With a long history of airsickness, Chambers noticed that when she was in the pilots seat, she wouldn’t get sick. She started flying out of Long Beach and Meadowlark, California during her training, passing her written test but not finishing her cross country flights.
In 1978 she relocated to Hawaii to continue working for Western as a Flight Attendant, remembering her father’s response to her acceptance as a flight attendant, “you are in the wrong end of the airplane.” Chambers goes on to state, “but back then there were no female commercial pilots.”
Chambers continued her flight attendant work with Western and went on to embark on some very interesting and exciting adventures.
On a 6-hour flight to Anchorage in a Boeing 707 they lost their navigation while slightly over half way on their journey. These were the days where veering just 5 degrees off course would set you into Russian Territory. Luckily, this particular 707 still had it’s Celestial Navigation in the ceiling of the cockpit and even luckier, they had an older Captain that knew how to use it. Celestial navigation also known as Astronavigation is the ancient science of using celestial bodies and the horizon to navigate one’s position. Their captain took out the sextant and got them all to Anchorage safely in the middle of the night and most importantly while not veering into dangerous Russian territory.
Being based in Hawaii, all students flew out of Honolulu International Airport at that time. “I remember one time coming in for a landing in a 182 and they’re like, ‘Cessna niner fife two could you speed it up, you have a 747 Heavy on your tail,’ ” Chambers said with a mischievous laugh. She finished her cross country flights there and after the check pilot signed her off, the first person she wanted to fly was her father. Being partially paralyzed from his latest stroke but still able to walk, he waited on the ground for his daughter to pick him up. She loaded him in the airplane and took him for a flight around Oahu putting the biggest smile upon his face.
Chambers went on to use her license frequently. Often flying herself and other flight attendants to lunch in Maui, “We would put on our little sun dresses and bop over to Maui for lunch, hop out of the plane and these guys would be sitting by some commercial or private charter and they were like ‘did you girls just bring that plane in?’ ” said a laughing Chambers. “I was probably 27, we got a lot of attention and then I also learned to sky dive,” She said nonchalantly. Explaining that she had a friend who flew a twin Beechcraft that would give her lessons. She rode right seat but with the door missing for the skydivers, it was required that Chambers wore a parachute too. So, with a parachute strapped to her, she decided she may as well learn to jump as well, “it was totally amazing,” she said.

══════════════════════════════

__Task__
Reproduce the stretch of the passage about Chambers's flying from "In 1978 she" through "and exciting adventures.", word for word. The lines that follow come from a separate source.

__Provided data__
══════════════════════════════

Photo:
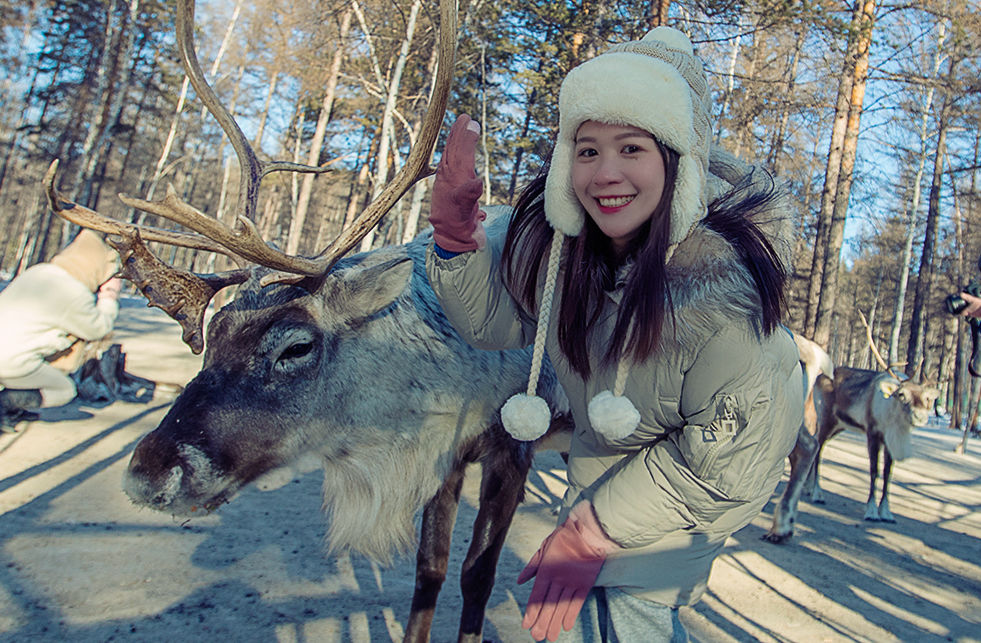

══════════════════════════════

__Written response__
In 1978 she relocated to Hawaii to continue working for Western as a Flight Attendant, remembering her father’s response to her acceptance as a flight attendant, “you are in the wrong end of the airplane.” Chambers goes on to state, “but back then there were no female commercial pilots.”
Chambers continued her flight attendant work with Western and went on to embark on some very interesting and exciting adventures.